| GOAL OF THE EXERCISE |
Whenever a line in the records below holds the string "floor", copy it out.

| DATA IN THIS EXERCISE |

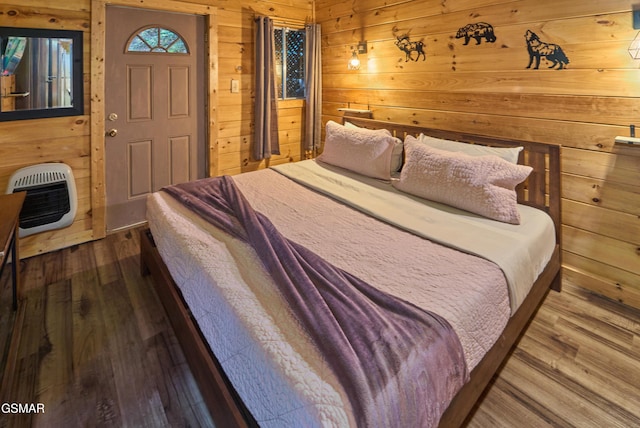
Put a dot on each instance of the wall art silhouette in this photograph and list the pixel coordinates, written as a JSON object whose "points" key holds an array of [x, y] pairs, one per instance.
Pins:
{"points": [[477, 31], [408, 47], [538, 49]]}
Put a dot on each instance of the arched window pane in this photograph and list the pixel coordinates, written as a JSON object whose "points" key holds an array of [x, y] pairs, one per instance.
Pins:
{"points": [[157, 39]]}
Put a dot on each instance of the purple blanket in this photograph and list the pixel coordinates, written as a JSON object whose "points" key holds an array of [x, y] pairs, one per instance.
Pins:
{"points": [[399, 365]]}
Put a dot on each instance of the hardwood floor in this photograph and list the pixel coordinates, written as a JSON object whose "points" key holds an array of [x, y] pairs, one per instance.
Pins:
{"points": [[95, 347]]}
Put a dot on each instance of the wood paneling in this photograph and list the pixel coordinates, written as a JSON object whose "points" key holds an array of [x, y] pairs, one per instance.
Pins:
{"points": [[487, 89], [96, 348], [78, 141]]}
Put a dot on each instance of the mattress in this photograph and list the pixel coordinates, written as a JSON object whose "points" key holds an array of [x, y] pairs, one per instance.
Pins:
{"points": [[264, 351]]}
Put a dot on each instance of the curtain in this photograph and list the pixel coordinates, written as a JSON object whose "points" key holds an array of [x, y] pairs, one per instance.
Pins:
{"points": [[265, 110], [313, 90]]}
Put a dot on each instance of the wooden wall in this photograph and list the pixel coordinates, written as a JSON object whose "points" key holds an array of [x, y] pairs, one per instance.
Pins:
{"points": [[65, 139], [483, 88], [486, 88], [68, 139]]}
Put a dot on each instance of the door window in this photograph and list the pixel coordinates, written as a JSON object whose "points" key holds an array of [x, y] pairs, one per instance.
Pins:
{"points": [[154, 39]]}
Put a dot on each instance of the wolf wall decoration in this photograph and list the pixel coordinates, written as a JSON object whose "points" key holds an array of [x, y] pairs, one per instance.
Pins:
{"points": [[538, 49]]}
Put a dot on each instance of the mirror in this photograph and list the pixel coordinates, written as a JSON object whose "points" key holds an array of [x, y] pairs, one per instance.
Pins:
{"points": [[40, 73]]}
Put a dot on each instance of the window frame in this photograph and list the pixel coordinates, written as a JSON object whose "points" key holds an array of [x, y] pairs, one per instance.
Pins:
{"points": [[283, 67]]}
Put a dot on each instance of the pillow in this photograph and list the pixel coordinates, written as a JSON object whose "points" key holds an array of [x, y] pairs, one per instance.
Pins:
{"points": [[507, 153], [365, 151], [396, 155], [483, 185]]}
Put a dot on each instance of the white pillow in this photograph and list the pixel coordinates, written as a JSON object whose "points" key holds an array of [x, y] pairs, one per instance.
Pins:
{"points": [[483, 185], [365, 151], [507, 153], [396, 155]]}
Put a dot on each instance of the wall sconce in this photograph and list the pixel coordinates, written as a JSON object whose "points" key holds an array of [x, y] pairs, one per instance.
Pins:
{"points": [[634, 47], [354, 61]]}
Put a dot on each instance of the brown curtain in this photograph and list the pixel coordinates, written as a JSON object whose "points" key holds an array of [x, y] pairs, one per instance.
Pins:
{"points": [[265, 110], [313, 90]]}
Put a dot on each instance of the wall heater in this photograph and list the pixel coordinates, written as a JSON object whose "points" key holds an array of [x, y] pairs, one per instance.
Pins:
{"points": [[51, 200]]}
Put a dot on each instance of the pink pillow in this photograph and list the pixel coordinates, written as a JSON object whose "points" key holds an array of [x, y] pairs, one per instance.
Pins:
{"points": [[483, 185], [365, 151]]}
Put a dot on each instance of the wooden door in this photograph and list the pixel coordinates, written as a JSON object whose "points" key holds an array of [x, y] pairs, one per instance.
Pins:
{"points": [[154, 104]]}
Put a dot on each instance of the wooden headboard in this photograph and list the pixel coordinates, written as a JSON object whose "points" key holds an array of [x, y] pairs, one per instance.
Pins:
{"points": [[540, 190]]}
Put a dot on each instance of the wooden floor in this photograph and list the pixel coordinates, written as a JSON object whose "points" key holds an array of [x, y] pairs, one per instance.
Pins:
{"points": [[94, 347]]}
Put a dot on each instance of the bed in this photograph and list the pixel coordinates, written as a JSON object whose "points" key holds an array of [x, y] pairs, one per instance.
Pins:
{"points": [[185, 254]]}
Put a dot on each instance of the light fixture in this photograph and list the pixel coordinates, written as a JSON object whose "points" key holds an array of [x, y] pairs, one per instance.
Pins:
{"points": [[634, 47], [354, 61]]}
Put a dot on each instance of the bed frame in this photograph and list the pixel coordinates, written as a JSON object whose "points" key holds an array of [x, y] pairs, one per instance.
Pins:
{"points": [[541, 190]]}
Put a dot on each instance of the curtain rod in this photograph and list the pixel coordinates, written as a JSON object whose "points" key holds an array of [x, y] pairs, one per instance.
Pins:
{"points": [[291, 22]]}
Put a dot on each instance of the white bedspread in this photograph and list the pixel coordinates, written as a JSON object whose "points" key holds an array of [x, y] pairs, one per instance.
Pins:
{"points": [[249, 326], [522, 251]]}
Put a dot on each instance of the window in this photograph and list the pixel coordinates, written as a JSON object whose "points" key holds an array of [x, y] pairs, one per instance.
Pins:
{"points": [[289, 45], [157, 39]]}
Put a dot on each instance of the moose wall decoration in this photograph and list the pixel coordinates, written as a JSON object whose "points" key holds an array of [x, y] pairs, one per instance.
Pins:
{"points": [[409, 48]]}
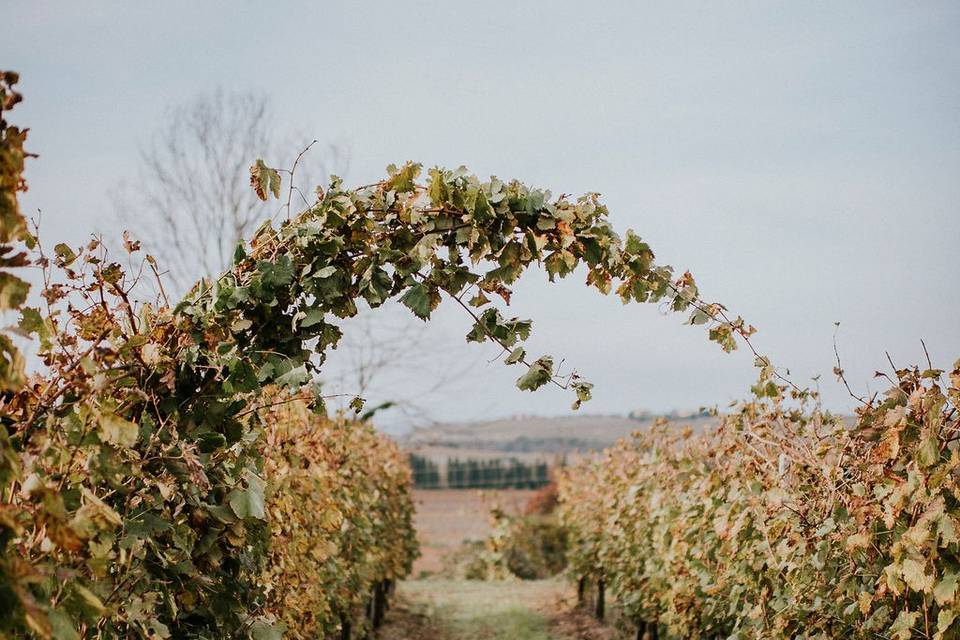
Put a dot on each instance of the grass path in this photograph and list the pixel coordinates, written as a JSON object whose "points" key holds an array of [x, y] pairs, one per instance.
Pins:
{"points": [[470, 610]]}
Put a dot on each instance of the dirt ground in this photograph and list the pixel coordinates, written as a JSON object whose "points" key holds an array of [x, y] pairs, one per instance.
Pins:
{"points": [[436, 609], [431, 608], [447, 517]]}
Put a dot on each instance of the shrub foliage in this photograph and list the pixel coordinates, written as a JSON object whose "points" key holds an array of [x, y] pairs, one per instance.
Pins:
{"points": [[135, 496], [785, 521]]}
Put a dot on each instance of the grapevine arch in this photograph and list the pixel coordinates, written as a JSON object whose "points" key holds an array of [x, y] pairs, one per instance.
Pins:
{"points": [[132, 475]]}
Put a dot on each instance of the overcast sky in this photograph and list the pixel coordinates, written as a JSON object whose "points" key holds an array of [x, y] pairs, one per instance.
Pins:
{"points": [[802, 160]]}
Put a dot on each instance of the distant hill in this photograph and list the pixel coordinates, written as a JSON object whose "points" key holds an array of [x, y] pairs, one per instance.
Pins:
{"points": [[532, 436]]}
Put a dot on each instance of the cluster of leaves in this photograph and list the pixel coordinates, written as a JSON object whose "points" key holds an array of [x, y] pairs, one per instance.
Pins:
{"points": [[13, 290], [531, 546], [468, 239], [340, 515], [784, 522]]}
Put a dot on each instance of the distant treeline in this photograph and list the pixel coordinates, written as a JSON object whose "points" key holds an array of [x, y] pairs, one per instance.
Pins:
{"points": [[498, 473]]}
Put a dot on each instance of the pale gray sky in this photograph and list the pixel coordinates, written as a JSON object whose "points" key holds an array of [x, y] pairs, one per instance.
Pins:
{"points": [[801, 159]]}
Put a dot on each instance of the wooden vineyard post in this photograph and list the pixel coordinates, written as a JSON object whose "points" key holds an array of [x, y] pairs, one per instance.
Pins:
{"points": [[641, 629], [379, 600], [601, 604]]}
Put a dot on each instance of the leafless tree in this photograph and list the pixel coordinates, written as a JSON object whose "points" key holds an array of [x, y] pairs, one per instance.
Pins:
{"points": [[192, 203]]}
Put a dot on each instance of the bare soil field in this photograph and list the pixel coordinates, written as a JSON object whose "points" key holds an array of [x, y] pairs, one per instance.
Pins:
{"points": [[447, 517]]}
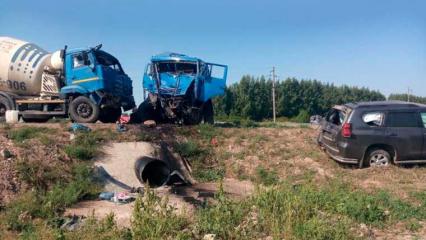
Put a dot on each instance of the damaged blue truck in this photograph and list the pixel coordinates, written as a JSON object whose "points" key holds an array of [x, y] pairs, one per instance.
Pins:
{"points": [[180, 89]]}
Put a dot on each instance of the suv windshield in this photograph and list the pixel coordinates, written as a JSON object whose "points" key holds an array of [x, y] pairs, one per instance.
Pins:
{"points": [[176, 68]]}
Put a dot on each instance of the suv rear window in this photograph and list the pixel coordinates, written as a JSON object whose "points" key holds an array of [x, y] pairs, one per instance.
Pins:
{"points": [[374, 119], [336, 117], [403, 119]]}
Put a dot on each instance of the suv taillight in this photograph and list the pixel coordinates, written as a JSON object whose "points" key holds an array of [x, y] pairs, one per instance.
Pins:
{"points": [[347, 130]]}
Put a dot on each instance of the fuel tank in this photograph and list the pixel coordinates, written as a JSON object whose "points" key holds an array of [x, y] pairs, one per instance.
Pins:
{"points": [[22, 64]]}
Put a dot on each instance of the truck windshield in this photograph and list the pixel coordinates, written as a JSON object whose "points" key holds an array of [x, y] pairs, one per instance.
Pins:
{"points": [[107, 60], [177, 68]]}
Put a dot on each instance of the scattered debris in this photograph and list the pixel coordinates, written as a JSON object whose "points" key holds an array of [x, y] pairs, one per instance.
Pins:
{"points": [[150, 123], [121, 197], [6, 154], [124, 119], [106, 195], [121, 127], [77, 127], [209, 237]]}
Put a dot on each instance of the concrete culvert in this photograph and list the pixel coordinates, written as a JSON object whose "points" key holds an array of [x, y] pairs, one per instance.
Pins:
{"points": [[152, 171]]}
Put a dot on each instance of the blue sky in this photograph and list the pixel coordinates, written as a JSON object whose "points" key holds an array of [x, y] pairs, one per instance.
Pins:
{"points": [[376, 44]]}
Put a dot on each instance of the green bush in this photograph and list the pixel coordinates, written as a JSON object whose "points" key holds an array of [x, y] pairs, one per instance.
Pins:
{"points": [[153, 218], [302, 117]]}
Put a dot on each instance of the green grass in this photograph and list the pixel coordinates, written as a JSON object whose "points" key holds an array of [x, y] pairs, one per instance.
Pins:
{"points": [[49, 204], [205, 168], [266, 177], [86, 144], [153, 218], [19, 135]]}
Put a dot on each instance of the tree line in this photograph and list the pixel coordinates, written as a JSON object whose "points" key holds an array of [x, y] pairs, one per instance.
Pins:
{"points": [[295, 99], [404, 97]]}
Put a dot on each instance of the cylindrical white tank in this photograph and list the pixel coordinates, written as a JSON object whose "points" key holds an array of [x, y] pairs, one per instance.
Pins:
{"points": [[22, 64]]}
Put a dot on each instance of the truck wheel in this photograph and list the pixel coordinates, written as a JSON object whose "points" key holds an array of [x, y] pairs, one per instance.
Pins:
{"points": [[377, 158], [4, 106], [208, 113], [110, 115], [83, 110], [145, 112]]}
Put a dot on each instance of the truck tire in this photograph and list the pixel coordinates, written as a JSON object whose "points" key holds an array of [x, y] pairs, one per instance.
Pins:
{"points": [[145, 112], [83, 110], [110, 115], [208, 113], [4, 106]]}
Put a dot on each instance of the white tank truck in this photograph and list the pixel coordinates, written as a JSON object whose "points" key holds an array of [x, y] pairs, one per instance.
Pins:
{"points": [[86, 84]]}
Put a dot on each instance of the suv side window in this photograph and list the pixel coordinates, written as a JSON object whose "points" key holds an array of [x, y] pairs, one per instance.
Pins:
{"points": [[335, 117], [374, 119], [403, 119], [423, 114]]}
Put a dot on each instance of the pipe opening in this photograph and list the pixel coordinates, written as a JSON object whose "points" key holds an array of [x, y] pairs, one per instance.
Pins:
{"points": [[152, 171]]}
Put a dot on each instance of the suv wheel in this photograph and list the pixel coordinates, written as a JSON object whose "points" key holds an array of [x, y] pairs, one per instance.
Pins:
{"points": [[378, 158]]}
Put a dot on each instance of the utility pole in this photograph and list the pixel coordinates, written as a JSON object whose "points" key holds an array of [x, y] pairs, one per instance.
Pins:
{"points": [[408, 94], [273, 94]]}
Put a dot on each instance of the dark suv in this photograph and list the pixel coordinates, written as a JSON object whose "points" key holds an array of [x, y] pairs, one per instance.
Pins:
{"points": [[375, 133]]}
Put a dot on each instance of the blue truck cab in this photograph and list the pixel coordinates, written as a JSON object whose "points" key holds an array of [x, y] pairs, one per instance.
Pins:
{"points": [[180, 89], [95, 86]]}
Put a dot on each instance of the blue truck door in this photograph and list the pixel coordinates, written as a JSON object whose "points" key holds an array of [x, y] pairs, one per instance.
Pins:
{"points": [[215, 82], [423, 115], [82, 71], [403, 129]]}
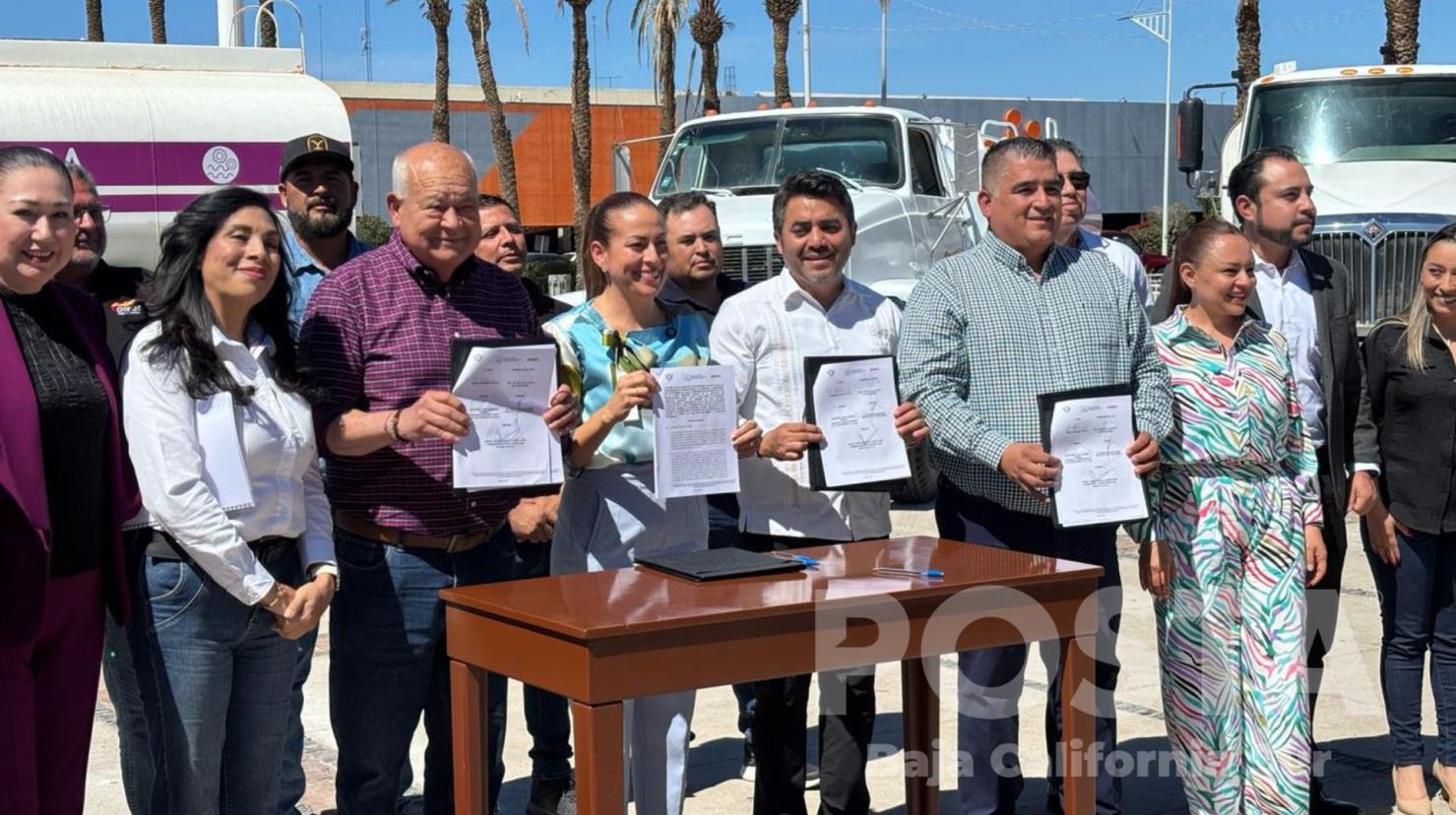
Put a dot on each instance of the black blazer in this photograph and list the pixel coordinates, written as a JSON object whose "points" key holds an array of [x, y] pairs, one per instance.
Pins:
{"points": [[1350, 434]]}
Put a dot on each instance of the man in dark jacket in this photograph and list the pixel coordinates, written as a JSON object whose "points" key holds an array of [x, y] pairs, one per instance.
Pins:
{"points": [[1309, 298]]}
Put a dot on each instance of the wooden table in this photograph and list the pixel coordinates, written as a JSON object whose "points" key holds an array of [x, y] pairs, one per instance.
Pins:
{"points": [[606, 636]]}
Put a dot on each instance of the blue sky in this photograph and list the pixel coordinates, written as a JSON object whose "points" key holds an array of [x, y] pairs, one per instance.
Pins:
{"points": [[1045, 48]]}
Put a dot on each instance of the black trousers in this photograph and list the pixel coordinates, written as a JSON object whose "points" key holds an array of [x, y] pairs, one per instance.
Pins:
{"points": [[781, 725], [1322, 598]]}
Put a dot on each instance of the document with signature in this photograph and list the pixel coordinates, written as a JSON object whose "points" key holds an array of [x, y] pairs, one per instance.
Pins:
{"points": [[1090, 431], [505, 386], [695, 412], [852, 399]]}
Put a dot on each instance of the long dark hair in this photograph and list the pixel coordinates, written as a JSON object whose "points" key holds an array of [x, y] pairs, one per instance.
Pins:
{"points": [[176, 297], [1191, 249]]}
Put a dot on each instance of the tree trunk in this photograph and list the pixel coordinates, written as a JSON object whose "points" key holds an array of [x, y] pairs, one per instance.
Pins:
{"points": [[267, 25], [781, 63], [711, 100], [94, 30], [1246, 22], [440, 114], [1403, 21], [477, 21], [580, 119], [156, 9], [667, 86]]}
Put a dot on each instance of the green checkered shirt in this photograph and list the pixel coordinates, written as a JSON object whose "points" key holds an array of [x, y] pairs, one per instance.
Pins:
{"points": [[981, 337]]}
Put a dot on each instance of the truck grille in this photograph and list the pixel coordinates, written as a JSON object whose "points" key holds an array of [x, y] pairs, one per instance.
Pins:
{"points": [[751, 264], [1383, 267]]}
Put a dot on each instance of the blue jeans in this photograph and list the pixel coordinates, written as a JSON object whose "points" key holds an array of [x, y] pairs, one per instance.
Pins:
{"points": [[291, 782], [130, 674], [225, 678], [990, 680], [723, 533], [388, 665], [1419, 614], [547, 717]]}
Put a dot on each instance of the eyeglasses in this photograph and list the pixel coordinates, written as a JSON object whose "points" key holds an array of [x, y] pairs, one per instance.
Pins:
{"points": [[99, 213]]}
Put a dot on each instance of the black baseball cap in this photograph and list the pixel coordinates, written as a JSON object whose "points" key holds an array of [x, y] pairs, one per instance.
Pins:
{"points": [[313, 146]]}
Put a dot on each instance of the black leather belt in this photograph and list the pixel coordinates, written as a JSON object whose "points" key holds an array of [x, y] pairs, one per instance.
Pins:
{"points": [[166, 547]]}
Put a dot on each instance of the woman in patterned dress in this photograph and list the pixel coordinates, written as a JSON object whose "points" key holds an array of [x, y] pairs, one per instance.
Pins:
{"points": [[1232, 540], [608, 510]]}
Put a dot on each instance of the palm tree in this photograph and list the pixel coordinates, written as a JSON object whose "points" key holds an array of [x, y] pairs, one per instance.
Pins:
{"points": [[580, 114], [94, 31], [158, 19], [1403, 21], [477, 21], [662, 21], [781, 12], [438, 15], [1246, 22], [707, 25], [267, 25]]}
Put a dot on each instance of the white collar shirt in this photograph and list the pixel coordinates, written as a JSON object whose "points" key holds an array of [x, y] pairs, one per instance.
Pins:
{"points": [[1288, 303], [276, 434], [765, 334], [1124, 258]]}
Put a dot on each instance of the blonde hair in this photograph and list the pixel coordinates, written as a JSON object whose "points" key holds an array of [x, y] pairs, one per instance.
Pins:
{"points": [[1419, 315]]}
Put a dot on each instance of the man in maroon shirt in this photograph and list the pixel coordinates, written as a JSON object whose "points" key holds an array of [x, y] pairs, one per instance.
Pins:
{"points": [[377, 337]]}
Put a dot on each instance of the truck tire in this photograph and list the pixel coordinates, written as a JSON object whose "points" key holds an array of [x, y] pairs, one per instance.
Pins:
{"points": [[918, 488]]}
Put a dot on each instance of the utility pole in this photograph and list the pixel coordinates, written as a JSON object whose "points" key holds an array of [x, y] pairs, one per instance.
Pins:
{"points": [[1161, 25], [884, 52], [368, 47], [807, 88]]}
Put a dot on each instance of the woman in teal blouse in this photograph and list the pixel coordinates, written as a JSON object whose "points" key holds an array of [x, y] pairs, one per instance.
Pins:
{"points": [[608, 510]]}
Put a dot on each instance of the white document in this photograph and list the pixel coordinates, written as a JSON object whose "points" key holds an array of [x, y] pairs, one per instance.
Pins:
{"points": [[1098, 483], [505, 390], [223, 469], [855, 409], [695, 412]]}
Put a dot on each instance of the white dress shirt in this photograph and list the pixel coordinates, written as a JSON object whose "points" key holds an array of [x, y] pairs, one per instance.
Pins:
{"points": [[765, 334], [276, 432], [1288, 303], [1124, 258]]}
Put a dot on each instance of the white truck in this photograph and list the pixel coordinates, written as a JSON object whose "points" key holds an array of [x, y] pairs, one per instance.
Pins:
{"points": [[1380, 148], [912, 181], [911, 178], [160, 124]]}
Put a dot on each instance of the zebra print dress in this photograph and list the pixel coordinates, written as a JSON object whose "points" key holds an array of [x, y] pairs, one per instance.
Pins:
{"points": [[1236, 486]]}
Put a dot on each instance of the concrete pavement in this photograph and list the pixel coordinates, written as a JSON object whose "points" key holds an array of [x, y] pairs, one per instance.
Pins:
{"points": [[1350, 722]]}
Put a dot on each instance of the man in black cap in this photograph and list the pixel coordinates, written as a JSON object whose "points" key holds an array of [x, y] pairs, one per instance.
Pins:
{"points": [[318, 189]]}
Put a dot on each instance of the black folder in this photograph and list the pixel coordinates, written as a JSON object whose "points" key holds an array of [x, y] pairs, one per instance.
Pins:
{"points": [[811, 370], [717, 563]]}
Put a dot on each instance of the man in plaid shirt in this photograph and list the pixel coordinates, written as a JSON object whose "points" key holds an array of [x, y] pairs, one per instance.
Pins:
{"points": [[983, 334]]}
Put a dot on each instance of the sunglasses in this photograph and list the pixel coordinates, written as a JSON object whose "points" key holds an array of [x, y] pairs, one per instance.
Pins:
{"points": [[99, 213]]}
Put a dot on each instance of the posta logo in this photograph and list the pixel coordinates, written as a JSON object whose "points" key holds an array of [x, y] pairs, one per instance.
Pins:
{"points": [[221, 164]]}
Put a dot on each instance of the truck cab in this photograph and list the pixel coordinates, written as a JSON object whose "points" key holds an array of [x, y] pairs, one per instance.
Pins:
{"points": [[1379, 143], [912, 204]]}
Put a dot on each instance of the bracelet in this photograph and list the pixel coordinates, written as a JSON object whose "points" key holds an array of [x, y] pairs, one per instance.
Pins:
{"points": [[392, 426]]}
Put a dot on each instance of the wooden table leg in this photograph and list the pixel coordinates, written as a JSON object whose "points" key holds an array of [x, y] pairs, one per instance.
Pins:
{"points": [[1078, 726], [598, 733], [920, 690], [469, 736]]}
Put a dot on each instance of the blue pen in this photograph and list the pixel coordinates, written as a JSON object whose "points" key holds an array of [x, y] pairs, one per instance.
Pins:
{"points": [[899, 572], [804, 559]]}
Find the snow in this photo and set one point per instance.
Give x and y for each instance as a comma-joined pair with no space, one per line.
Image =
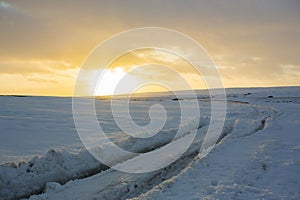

| SOLUTION TO THIS EXERCISE |
Put a dot on each instance of the hardwood floor in this photograph and list the pixel coordinates, written as a JSON object whose "points" key holds an array of [x, y] pairs, one per instance.
Put a dot on each instance of the wooden floor in this photograph and list the pixel coordinates, written as a JSON object whose "points" key holds an array of [x, y] pairs, one per instance.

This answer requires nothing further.